> TASK OBJECTIVE
Please output every line of the records below as a Markdown table with two columns, Row and Line. Put the line's number in Row and the line itself in Line, and leave out any blank lines.

Records from a data collection:
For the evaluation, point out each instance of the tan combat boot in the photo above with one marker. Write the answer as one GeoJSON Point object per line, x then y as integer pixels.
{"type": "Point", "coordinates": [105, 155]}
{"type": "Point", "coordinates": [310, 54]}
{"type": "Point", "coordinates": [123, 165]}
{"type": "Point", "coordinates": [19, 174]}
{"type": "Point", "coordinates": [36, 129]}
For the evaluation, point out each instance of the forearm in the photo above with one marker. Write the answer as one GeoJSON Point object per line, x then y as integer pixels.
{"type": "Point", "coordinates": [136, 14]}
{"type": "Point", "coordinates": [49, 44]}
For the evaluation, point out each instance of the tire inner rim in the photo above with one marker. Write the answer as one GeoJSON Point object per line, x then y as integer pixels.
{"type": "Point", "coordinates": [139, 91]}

> WRITTEN ANSWER
| Row | Line |
|---|---|
| 1 | For the evaluation, point out each instance of the tan combat boot in the photo above with one marker. Write the answer as one GeoJSON Point object per line, x then y as integer pixels. |
| 2 | {"type": "Point", "coordinates": [105, 155]} |
| 3 | {"type": "Point", "coordinates": [310, 54]} |
| 4 | {"type": "Point", "coordinates": [123, 165]} |
| 5 | {"type": "Point", "coordinates": [19, 174]} |
| 6 | {"type": "Point", "coordinates": [36, 129]} |
| 7 | For the evaluation, point out each instance of the forearm in the photo above with one marker. Write the answer as one GeoJSON Point object per line, x then y as integer pixels. |
| 8 | {"type": "Point", "coordinates": [136, 14]} |
| 9 | {"type": "Point", "coordinates": [49, 44]} |
| 10 | For the evaluation, point out each instance of the tire inner rim in the photo above with one marker. Write the answer as one GeoJSON Point object per line, x then y as integer pixels. |
| 11 | {"type": "Point", "coordinates": [139, 91]} |